• _Extract_:
===

I wrote the question before w3st0n21 told us the genders. Since his has males on both ends, I think it most likely was headset-related.


----------



## ship (Mar 1, 2009)

dramatech said:


> Ship, either I didn't make myself clear or you didn't read what I wrote, with out having a preconceived notion. The adaptor that I use does not carry the scroller power, I only use it to get the DMX from the end of the scroller daisychain to the next item requiring DMX on the same pipe. The cable in the adaptor is 120 ohm twisted with a braided shield. The cables that run from my main scroller supply to the battens, is the same shielded cable with a 16 guage zip cord running parallel and secured every 10 inches with a short piece of heatshrink. The runs are less than 50 feet and there is never more than 6 scrollers on any one run. The theory can be discussed by many forever, but for 3 years with a total of 26 scrollers and occasional portable dimmers getting their DMX from the end of the scroller chain, there has never been so much as a glitch or any type or problem. I build my own Scroller supplies, which include a digital current meter. I always know exactly the load on every line. This all comes of necessity. Our Community theatre couldn't afford scrollers if I did it any other way. Plus the shoebox dimmers are a long way from being near the max number of items daisy chained on a DMX run. NO bad karma in our theatre.



My apologies in thinking it was something it was not and a caution there in.


----------



## dramatech (Mar 1, 2009)

apology accepted, but not neccesary. Your caution about trying to run scrollers on too small of a wire is well founded, Not many theatre techs will realize that DC voltage drops very quickly over length when the wire is too small and then becomes part of the resistive load. The main reason for the return on scroller PSUs. Of course it also accomplishes terminating the DMX.
It is obvious that you already know this and much more about stage electronics. I merely state it because there have been so many comments about scrollers as of late, and there seems to be lack of understanding of basic electrical, on the part of several CBers. That is what this forum is all about, the sharing of knowlege.


----------

===

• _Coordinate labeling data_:
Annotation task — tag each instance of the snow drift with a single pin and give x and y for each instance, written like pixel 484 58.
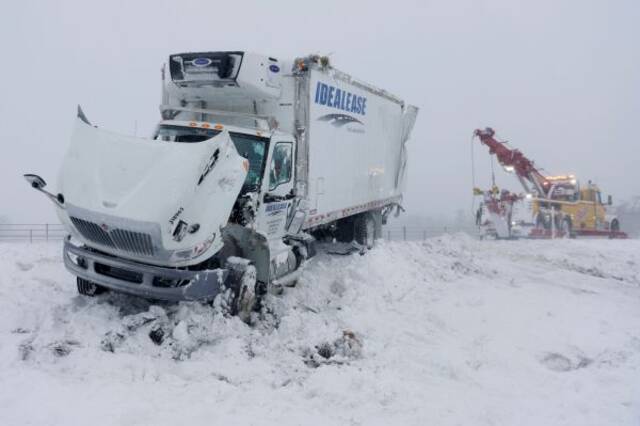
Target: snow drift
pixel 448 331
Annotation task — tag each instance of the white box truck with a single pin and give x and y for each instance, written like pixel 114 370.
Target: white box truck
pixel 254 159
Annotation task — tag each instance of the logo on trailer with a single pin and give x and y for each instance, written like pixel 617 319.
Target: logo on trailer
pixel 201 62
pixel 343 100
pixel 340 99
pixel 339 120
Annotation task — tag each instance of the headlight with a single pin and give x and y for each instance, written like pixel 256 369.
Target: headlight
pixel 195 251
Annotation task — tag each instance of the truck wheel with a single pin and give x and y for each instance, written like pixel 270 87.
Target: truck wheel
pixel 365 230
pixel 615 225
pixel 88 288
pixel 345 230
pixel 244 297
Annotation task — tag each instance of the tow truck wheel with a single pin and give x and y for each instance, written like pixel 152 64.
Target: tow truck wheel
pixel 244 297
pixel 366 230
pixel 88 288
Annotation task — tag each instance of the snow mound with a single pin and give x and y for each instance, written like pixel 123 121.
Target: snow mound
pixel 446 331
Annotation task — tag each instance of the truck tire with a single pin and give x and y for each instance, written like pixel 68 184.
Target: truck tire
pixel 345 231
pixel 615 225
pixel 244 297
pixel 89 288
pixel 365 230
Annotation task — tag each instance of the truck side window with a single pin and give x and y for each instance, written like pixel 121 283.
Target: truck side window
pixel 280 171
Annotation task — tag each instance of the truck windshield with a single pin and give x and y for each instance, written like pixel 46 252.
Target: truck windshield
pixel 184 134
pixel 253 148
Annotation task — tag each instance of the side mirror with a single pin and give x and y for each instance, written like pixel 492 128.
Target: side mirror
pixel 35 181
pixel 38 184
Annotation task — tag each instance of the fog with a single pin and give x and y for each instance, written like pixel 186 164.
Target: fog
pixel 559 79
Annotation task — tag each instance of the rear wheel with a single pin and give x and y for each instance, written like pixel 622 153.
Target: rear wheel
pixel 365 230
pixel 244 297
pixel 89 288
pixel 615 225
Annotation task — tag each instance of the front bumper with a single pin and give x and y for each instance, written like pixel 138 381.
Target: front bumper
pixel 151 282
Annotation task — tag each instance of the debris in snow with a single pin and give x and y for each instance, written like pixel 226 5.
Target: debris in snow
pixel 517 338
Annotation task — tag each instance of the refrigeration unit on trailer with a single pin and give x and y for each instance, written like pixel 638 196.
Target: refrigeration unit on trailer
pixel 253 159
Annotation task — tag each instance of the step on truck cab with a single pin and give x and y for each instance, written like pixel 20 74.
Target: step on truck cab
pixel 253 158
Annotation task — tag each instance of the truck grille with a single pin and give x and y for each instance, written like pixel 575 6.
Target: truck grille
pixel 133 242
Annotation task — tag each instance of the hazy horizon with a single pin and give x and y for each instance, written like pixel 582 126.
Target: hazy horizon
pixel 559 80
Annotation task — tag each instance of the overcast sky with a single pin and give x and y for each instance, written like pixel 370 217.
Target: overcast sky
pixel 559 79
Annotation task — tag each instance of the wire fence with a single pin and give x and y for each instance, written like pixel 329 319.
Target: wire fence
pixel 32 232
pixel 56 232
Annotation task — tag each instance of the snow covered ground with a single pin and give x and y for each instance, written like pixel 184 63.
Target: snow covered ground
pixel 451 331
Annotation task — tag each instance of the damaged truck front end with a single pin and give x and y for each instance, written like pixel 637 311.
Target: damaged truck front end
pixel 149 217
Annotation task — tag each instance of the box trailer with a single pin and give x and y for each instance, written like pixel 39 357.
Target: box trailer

===

• _Exercise instructions_:
1. Reproduce the passage of the forum thread that begins at the words "## dramatech (Mar" and stops after the words "terminating the DMX.".
2. According to the forum thread, how long are the runs from the main scroller supply to the battens?

• _Exercise results_:
1.
## dramatech (Mar 1, 2009)

apology accepted, but not neccesary. Your caution about trying to run scrollers on too small of a wire is well founded, Not many theatre techs will realize that DC voltage drops very quickly over length when the wire is too small and then becomes part of the resistive load. The main reason for the return on scroller PSUs. Of course it also accomplishes terminating the DMX.

2. Less than 50 feet.